◆ **CONSIGNE A**: Peux-tu recopier à l'identique les entrées, en partant de leur toute première ligne et en allant jusqu'à la ligne contenant « xmin=316 ymin=219 xmax=336 ymax=239 », celle-ci comprise ?

◆ **TEXTE SOURCE**:
# # # #

24/02/1997 | CEDH | N°29411/95

CEDH | ANGHELESCU contre la ROUMANIE


SUR LA RECEVABILITÉ de la requête N° 29411/95 présentée par Stefan ANGHELESCU contre la Roumanie ________ La Commission européenne des Droits de l'Homme, siégeant en chambre du conseil le 24 février 1997 en présence de M. S. TRECHSEL, Président Mme G.H. THUNE Mme J. LIDDY MM. E. BUSUTTIL G. JÖRUNDSSON A.S. GÖZÜBÜYÜK A. WEITZEL J.-C. SOYER H. DANELIUS

F. MARTINEZ C.L. ROZAKIS L. LO...

# # # #

◆ **CONSIGNE B**:
Réponds à ces questions sur la décision de la Commission :
(i) Contre quel État la requête est-elle présentée ?
(ii) Quel numéro porte la requête ?
(iii) Qui préside la Commission lors de la séance du 24 février 1997 ?

◆ **DONNÉES FOURNIES**:
# # # #

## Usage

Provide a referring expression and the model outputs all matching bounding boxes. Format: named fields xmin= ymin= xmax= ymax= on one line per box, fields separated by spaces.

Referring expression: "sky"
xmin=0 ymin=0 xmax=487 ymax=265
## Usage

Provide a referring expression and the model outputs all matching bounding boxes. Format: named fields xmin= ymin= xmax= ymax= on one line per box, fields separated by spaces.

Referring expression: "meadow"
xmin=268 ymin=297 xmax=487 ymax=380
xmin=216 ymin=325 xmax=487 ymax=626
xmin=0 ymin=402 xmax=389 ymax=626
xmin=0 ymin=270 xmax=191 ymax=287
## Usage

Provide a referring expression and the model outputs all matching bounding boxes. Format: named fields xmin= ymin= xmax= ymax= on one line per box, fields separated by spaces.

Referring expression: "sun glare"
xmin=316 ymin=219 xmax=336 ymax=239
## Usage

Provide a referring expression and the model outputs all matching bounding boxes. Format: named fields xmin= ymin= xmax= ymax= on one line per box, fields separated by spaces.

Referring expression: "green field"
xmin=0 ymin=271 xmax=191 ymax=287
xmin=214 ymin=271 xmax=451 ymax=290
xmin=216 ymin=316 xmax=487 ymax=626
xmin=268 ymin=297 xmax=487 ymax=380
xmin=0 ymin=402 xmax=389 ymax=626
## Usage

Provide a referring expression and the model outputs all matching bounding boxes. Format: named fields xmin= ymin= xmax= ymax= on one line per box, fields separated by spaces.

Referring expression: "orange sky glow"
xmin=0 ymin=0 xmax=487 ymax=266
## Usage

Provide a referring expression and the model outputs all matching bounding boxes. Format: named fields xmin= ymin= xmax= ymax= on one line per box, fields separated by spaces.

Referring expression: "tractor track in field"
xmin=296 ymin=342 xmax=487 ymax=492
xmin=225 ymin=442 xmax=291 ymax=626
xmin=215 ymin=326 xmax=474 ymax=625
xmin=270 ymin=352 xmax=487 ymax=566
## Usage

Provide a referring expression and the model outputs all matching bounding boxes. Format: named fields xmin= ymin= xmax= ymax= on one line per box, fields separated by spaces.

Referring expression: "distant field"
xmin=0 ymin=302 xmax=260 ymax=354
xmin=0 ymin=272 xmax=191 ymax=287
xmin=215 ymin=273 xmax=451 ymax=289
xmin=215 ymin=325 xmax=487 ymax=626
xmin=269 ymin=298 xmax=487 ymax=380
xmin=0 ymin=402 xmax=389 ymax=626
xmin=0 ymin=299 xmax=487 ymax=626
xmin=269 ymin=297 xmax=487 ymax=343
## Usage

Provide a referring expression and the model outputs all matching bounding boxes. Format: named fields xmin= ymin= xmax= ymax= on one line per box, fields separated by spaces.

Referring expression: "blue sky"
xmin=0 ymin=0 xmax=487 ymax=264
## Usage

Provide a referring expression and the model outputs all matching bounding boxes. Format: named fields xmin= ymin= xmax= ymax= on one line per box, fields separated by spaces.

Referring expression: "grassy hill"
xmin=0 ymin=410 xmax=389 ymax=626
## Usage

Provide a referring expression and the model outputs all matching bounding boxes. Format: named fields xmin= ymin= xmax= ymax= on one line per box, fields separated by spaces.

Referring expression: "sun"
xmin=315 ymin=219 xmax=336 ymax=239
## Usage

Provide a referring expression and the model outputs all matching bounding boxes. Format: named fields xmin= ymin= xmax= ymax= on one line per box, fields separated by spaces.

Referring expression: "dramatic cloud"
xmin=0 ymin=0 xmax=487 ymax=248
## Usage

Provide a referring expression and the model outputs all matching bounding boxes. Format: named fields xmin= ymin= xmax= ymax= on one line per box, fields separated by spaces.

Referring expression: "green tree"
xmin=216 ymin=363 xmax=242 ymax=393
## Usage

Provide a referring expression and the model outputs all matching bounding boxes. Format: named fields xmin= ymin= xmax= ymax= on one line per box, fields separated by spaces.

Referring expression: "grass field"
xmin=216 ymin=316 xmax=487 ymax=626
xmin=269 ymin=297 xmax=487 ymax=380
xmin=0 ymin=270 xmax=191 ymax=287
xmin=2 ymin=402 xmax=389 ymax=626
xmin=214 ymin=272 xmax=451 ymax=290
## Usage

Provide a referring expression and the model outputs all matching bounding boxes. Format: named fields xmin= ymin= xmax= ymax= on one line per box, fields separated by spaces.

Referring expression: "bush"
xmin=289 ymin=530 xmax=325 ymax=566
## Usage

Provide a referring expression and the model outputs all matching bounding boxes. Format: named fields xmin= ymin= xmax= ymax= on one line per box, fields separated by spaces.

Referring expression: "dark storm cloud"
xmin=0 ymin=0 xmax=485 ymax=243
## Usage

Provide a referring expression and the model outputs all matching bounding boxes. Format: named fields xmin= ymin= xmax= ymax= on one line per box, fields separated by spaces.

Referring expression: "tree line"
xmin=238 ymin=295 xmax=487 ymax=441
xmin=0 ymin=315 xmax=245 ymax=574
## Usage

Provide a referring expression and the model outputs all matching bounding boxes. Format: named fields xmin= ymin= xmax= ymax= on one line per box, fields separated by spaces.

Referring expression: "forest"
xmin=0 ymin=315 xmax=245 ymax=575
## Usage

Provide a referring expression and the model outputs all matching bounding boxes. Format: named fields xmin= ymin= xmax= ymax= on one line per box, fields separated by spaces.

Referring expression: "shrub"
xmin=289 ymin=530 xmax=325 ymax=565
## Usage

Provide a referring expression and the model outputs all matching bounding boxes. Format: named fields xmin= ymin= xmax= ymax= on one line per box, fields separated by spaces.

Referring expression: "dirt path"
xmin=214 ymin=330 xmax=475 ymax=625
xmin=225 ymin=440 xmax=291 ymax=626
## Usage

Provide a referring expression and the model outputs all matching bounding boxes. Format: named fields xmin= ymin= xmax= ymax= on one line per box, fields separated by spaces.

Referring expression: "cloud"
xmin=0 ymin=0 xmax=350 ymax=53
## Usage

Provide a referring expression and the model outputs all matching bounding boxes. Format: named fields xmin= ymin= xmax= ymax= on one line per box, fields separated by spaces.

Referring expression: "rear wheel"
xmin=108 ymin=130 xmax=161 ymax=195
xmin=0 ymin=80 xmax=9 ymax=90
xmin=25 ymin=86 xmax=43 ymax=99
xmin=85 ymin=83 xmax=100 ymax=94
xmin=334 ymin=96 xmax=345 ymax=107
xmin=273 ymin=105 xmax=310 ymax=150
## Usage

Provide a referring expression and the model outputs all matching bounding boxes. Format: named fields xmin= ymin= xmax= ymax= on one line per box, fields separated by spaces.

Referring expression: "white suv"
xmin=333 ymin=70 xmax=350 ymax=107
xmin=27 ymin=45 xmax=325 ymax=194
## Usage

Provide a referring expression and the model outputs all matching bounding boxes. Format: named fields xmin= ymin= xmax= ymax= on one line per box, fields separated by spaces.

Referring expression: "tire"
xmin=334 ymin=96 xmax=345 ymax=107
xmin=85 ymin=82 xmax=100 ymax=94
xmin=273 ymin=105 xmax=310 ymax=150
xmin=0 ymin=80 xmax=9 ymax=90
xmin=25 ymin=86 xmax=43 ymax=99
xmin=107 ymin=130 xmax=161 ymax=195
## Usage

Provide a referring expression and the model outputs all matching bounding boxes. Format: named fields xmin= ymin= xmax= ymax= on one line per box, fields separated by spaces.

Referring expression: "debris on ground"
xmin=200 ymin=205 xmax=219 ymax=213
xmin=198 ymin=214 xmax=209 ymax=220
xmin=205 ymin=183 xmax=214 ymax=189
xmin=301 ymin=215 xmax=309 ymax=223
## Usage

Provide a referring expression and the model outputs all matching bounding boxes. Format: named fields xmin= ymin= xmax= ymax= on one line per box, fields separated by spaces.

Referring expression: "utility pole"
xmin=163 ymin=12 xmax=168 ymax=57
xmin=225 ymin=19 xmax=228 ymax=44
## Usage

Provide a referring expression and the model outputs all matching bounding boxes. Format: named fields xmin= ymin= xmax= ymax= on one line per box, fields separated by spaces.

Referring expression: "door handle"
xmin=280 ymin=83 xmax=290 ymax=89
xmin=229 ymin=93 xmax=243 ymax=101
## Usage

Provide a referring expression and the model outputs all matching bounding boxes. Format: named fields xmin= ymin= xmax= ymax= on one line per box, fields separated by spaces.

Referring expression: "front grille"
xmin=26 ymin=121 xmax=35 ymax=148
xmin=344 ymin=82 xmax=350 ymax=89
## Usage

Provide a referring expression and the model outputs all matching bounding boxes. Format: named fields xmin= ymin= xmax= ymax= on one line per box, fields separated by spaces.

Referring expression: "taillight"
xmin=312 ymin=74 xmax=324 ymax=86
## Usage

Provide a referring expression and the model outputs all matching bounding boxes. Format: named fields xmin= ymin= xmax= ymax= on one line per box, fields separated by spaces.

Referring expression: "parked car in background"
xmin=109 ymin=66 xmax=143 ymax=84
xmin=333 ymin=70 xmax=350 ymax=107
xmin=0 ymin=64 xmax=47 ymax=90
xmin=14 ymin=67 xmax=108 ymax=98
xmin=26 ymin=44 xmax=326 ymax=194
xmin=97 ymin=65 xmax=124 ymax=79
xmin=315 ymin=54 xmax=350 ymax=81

# # # #

◆ **RÉPONSE COMPLÈTE A**:
## Usage

Provide a referring expression and the model outputs all matching bounding boxes. Format: named fields xmin= ymin= xmax= ymax= on one line per box, fields separated by spaces.

Referring expression: "sky"
xmin=0 ymin=0 xmax=487 ymax=265
## Usage

Provide a referring expression and the model outputs all matching bounding boxes. Format: named fields xmin= ymin= xmax= ymax= on one line per box, fields separated by spaces.

Referring expression: "meadow"
xmin=268 ymin=297 xmax=487 ymax=380
xmin=216 ymin=325 xmax=487 ymax=626
xmin=0 ymin=402 xmax=389 ymax=626
xmin=0 ymin=270 xmax=191 ymax=287
## Usage

Provide a referring expression and the model outputs all matching bounding boxes. Format: named fields xmin= ymin= xmax= ymax= on one line per box, fields separated by spaces.

Referring expression: "sun glare"
xmin=316 ymin=219 xmax=336 ymax=239

◆ **RÉPONSE COMPLÈTE B**:
(i) La Roumanie.
(ii) N° 29411/95.
(iii) M. S. Trechsel.